▸ Records from a data source
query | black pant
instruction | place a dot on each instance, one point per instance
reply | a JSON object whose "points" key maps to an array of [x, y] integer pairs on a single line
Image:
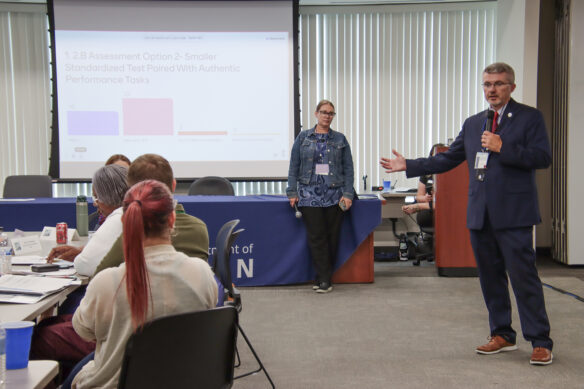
{"points": [[323, 226], [510, 252]]}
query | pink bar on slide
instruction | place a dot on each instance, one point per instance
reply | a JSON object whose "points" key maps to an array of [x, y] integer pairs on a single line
{"points": [[147, 116]]}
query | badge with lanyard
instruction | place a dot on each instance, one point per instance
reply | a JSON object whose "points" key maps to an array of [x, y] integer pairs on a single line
{"points": [[321, 167], [482, 157]]}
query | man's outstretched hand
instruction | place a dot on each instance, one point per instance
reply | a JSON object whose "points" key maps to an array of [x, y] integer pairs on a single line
{"points": [[398, 164]]}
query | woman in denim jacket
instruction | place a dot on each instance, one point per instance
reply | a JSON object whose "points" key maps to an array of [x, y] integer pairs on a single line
{"points": [[320, 183]]}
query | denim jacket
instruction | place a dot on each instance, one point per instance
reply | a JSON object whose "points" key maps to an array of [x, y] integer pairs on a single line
{"points": [[341, 173]]}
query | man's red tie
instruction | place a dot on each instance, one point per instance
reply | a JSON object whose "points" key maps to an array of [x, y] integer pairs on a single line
{"points": [[494, 128]]}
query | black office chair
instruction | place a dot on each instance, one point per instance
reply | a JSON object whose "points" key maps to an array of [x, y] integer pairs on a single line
{"points": [[424, 241], [211, 185], [27, 186], [221, 266], [189, 350]]}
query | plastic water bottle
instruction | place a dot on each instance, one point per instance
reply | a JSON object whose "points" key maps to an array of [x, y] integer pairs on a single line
{"points": [[5, 251], [2, 358], [403, 248], [5, 261], [81, 215]]}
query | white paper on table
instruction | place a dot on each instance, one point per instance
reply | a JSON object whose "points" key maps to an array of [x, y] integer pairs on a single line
{"points": [[15, 284], [29, 260], [25, 245], [26, 270], [20, 298]]}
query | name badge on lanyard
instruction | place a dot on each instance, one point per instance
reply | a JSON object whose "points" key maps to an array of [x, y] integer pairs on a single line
{"points": [[481, 160], [322, 168]]}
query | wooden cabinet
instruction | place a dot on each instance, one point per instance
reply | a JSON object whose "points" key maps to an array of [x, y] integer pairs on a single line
{"points": [[453, 252]]}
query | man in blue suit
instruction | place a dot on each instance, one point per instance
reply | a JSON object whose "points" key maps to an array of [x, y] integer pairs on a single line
{"points": [[502, 207]]}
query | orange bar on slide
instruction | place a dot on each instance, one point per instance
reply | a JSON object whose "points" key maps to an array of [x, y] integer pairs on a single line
{"points": [[202, 132]]}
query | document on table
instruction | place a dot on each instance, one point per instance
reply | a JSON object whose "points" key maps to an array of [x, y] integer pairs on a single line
{"points": [[29, 289], [28, 260], [63, 272]]}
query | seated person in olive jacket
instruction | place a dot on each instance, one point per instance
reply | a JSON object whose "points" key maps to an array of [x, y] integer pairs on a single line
{"points": [[190, 237], [56, 339]]}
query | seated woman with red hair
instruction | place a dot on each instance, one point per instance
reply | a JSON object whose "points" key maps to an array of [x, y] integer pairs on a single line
{"points": [[154, 281]]}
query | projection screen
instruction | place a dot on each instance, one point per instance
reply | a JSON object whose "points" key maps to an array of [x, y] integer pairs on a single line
{"points": [[210, 85]]}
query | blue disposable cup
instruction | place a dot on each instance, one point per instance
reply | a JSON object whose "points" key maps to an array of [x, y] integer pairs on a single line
{"points": [[386, 185], [18, 337]]}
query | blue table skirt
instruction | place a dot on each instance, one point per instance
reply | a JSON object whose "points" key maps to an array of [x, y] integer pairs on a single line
{"points": [[271, 251]]}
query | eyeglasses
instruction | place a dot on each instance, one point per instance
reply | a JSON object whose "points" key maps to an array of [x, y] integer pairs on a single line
{"points": [[496, 84]]}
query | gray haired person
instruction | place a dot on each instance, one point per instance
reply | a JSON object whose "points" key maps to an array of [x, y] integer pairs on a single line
{"points": [[109, 187]]}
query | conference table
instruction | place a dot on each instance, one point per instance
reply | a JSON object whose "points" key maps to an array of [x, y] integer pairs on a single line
{"points": [[271, 251]]}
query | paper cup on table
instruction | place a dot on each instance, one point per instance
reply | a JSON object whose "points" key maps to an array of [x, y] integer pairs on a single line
{"points": [[18, 337], [386, 185]]}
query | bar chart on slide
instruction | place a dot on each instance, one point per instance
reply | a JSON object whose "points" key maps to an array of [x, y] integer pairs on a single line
{"points": [[204, 98]]}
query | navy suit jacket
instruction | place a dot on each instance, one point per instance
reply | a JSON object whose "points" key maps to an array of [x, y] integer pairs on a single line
{"points": [[508, 192]]}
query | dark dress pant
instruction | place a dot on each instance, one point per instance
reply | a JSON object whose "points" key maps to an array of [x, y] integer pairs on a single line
{"points": [[323, 227], [510, 252]]}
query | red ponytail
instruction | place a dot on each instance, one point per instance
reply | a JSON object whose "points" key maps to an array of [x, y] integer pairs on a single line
{"points": [[147, 206]]}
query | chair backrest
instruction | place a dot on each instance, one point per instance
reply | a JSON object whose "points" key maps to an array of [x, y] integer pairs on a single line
{"points": [[189, 350], [211, 185], [222, 257], [27, 186]]}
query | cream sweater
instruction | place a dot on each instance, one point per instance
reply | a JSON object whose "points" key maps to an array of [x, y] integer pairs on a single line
{"points": [[178, 284]]}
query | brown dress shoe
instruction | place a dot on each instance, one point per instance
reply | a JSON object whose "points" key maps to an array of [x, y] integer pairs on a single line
{"points": [[541, 356], [496, 345]]}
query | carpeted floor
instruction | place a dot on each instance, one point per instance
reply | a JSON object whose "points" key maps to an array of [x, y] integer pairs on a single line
{"points": [[409, 329]]}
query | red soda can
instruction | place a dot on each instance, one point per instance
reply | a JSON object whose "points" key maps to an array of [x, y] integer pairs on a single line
{"points": [[61, 233]]}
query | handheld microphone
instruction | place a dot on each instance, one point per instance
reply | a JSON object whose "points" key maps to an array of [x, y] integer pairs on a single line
{"points": [[490, 117], [298, 213]]}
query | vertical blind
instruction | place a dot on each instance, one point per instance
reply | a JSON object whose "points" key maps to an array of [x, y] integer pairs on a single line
{"points": [[24, 91], [401, 77]]}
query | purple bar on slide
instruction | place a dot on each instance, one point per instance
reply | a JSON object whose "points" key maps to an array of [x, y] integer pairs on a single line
{"points": [[92, 123]]}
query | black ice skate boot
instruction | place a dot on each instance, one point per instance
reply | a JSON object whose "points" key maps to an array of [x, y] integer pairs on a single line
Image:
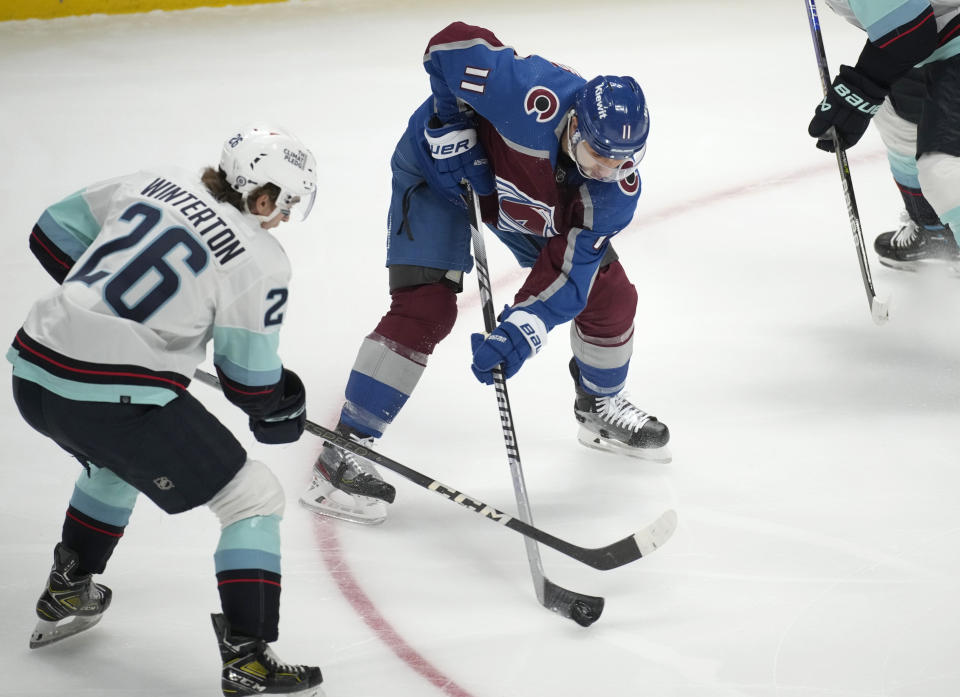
{"points": [[251, 668], [346, 486], [914, 247], [616, 425], [70, 603]]}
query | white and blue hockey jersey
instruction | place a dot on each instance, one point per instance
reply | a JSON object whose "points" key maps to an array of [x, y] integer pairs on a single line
{"points": [[153, 268]]}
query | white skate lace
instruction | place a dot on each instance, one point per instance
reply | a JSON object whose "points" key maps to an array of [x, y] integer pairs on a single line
{"points": [[350, 466], [907, 233], [278, 665], [618, 411]]}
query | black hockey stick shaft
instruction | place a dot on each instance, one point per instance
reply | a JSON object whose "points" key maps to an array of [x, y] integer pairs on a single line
{"points": [[621, 552], [878, 310], [583, 609]]}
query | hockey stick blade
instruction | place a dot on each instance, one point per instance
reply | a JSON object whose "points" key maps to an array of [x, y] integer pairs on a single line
{"points": [[612, 556]]}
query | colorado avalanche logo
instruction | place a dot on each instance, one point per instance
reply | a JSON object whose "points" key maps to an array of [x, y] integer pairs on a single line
{"points": [[520, 213], [543, 102], [630, 184]]}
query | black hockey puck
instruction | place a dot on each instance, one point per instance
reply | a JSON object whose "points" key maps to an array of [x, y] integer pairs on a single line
{"points": [[584, 614]]}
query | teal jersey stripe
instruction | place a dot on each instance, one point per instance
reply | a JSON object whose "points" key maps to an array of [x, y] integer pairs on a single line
{"points": [[247, 357], [104, 496], [85, 391], [904, 169], [254, 533], [231, 559], [65, 241], [74, 217], [880, 17]]}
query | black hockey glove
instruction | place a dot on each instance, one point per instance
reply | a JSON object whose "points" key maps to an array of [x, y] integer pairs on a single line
{"points": [[847, 108], [285, 424]]}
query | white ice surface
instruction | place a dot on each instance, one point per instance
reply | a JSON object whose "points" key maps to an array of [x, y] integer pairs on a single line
{"points": [[815, 454]]}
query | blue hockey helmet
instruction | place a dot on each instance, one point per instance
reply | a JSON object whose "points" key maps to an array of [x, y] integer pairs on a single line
{"points": [[612, 118]]}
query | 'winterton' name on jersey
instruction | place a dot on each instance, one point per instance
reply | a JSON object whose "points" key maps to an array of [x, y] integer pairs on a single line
{"points": [[223, 243]]}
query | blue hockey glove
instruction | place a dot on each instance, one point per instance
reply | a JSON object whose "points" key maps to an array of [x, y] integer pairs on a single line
{"points": [[284, 424], [847, 108], [518, 337], [458, 157]]}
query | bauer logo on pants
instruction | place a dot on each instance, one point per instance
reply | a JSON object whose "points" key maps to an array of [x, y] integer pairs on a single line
{"points": [[163, 483]]}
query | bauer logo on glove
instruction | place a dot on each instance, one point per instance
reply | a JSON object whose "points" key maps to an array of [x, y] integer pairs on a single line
{"points": [[518, 337]]}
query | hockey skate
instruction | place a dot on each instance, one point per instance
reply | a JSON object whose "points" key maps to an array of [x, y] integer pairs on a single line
{"points": [[70, 603], [615, 425], [348, 487], [251, 668], [914, 248]]}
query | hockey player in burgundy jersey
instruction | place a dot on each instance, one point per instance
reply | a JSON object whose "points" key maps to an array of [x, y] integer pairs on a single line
{"points": [[553, 158], [907, 78], [151, 267]]}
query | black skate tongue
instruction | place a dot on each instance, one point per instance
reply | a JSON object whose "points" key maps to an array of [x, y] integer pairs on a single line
{"points": [[367, 485]]}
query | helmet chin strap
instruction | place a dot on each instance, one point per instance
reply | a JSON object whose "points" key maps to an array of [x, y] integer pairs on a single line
{"points": [[572, 142], [259, 222]]}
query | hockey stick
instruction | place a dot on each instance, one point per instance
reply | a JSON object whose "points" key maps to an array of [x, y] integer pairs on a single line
{"points": [[579, 607], [879, 311], [630, 548]]}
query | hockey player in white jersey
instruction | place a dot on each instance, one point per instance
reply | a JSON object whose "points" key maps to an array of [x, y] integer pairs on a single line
{"points": [[907, 79], [152, 266]]}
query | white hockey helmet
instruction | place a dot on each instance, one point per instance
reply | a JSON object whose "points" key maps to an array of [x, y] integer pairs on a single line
{"points": [[259, 155]]}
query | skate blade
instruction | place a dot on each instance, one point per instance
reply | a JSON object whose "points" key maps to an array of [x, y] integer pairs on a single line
{"points": [[325, 499], [597, 442], [46, 633], [931, 267]]}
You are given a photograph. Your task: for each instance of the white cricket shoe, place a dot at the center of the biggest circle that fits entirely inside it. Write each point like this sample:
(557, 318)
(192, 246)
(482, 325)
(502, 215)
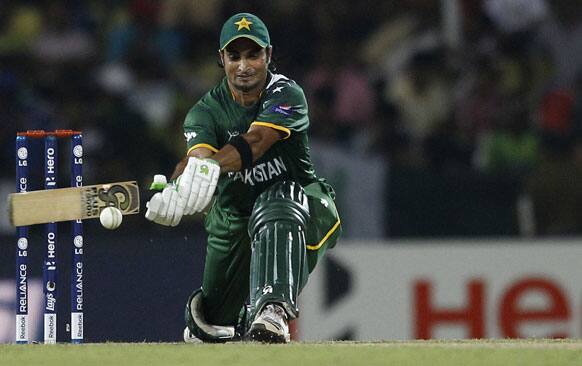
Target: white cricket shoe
(189, 337)
(270, 326)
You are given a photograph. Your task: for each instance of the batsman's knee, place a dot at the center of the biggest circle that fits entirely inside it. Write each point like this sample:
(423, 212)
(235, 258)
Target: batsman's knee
(283, 201)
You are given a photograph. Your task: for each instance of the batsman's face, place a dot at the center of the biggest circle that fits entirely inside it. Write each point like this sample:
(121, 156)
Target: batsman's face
(245, 64)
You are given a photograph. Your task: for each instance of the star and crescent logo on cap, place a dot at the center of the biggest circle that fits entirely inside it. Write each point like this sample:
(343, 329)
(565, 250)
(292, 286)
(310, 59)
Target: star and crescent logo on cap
(243, 24)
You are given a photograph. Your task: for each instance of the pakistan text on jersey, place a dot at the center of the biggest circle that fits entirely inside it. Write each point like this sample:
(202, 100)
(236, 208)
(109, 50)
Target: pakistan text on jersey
(261, 172)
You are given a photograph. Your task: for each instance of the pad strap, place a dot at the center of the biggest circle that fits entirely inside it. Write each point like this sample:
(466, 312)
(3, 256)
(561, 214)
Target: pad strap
(244, 149)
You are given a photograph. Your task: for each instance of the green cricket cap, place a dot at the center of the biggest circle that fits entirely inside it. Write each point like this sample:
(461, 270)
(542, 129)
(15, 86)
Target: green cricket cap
(244, 25)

▸ Action item
Say how many lines of the data above have the string "blade" in them, and write nothing besides that number.

▸ Result of the task
2